> _Challenge_
Rename "ObjectDetector" to "BoxLocator" throughout the listing below, leaving every other part unchanged.
--- Record set ---
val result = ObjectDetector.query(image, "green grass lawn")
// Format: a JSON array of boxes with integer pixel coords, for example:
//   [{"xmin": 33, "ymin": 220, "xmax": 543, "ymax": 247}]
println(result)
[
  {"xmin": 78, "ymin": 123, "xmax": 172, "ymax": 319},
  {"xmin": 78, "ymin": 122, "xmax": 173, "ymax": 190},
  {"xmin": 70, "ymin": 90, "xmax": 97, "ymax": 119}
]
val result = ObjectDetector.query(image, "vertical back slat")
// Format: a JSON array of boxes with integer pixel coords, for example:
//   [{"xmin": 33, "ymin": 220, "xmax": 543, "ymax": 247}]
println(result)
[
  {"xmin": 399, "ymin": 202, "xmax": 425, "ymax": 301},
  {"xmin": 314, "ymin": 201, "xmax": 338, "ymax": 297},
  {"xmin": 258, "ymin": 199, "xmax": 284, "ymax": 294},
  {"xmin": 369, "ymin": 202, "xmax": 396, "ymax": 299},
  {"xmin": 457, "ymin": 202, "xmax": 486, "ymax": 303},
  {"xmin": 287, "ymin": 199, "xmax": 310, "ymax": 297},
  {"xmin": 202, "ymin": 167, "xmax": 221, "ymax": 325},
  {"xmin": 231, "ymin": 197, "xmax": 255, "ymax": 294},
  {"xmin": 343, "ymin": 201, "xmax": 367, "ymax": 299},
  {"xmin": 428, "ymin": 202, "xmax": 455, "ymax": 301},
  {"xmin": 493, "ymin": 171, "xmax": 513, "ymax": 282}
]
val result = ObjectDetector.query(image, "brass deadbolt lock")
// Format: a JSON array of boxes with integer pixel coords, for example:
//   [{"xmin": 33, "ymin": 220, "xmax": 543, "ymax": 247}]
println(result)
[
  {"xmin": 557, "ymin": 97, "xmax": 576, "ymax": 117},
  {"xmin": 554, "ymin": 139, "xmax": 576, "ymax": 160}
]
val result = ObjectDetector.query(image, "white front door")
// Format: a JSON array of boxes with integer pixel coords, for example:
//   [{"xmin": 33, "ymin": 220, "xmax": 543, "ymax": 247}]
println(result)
---
> _Answer to this exercise_
val result = BoxLocator.query(image, "green grass lawn")
// Format: a JSON array of boxes with integer pixel coords, for example:
//   [{"xmin": 33, "ymin": 220, "xmax": 543, "ymax": 247}]
println(result)
[
  {"xmin": 78, "ymin": 123, "xmax": 172, "ymax": 319},
  {"xmin": 78, "ymin": 122, "xmax": 173, "ymax": 190},
  {"xmin": 70, "ymin": 90, "xmax": 97, "ymax": 119}
]
val result = BoxLocator.query(image, "vertical back slat")
// Format: a JSON array of boxes with integer pixel coords, for example:
//   [{"xmin": 33, "ymin": 220, "xmax": 543, "ymax": 247}]
println(result)
[
  {"xmin": 399, "ymin": 202, "xmax": 425, "ymax": 301},
  {"xmin": 314, "ymin": 201, "xmax": 338, "ymax": 297},
  {"xmin": 258, "ymin": 199, "xmax": 284, "ymax": 294},
  {"xmin": 369, "ymin": 202, "xmax": 396, "ymax": 299},
  {"xmin": 457, "ymin": 202, "xmax": 486, "ymax": 303},
  {"xmin": 287, "ymin": 199, "xmax": 310, "ymax": 297},
  {"xmin": 202, "ymin": 167, "xmax": 221, "ymax": 325},
  {"xmin": 231, "ymin": 197, "xmax": 255, "ymax": 294},
  {"xmin": 343, "ymin": 201, "xmax": 367, "ymax": 299},
  {"xmin": 428, "ymin": 202, "xmax": 455, "ymax": 301},
  {"xmin": 493, "ymin": 171, "xmax": 513, "ymax": 282}
]
val result = BoxLocator.query(image, "brass deadbolt lock")
// Format: a JSON array of boxes with integer pixel coords, for example:
//   [{"xmin": 33, "ymin": 220, "xmax": 543, "ymax": 247}]
println(result)
[
  {"xmin": 557, "ymin": 97, "xmax": 576, "ymax": 117},
  {"xmin": 554, "ymin": 139, "xmax": 576, "ymax": 160}
]
val result = BoxLocator.query(image, "white front door")
// Format: a JSON array of boxes with integer pixel coords, for example:
//   [{"xmin": 33, "ymin": 220, "xmax": 543, "ymax": 247}]
println(result)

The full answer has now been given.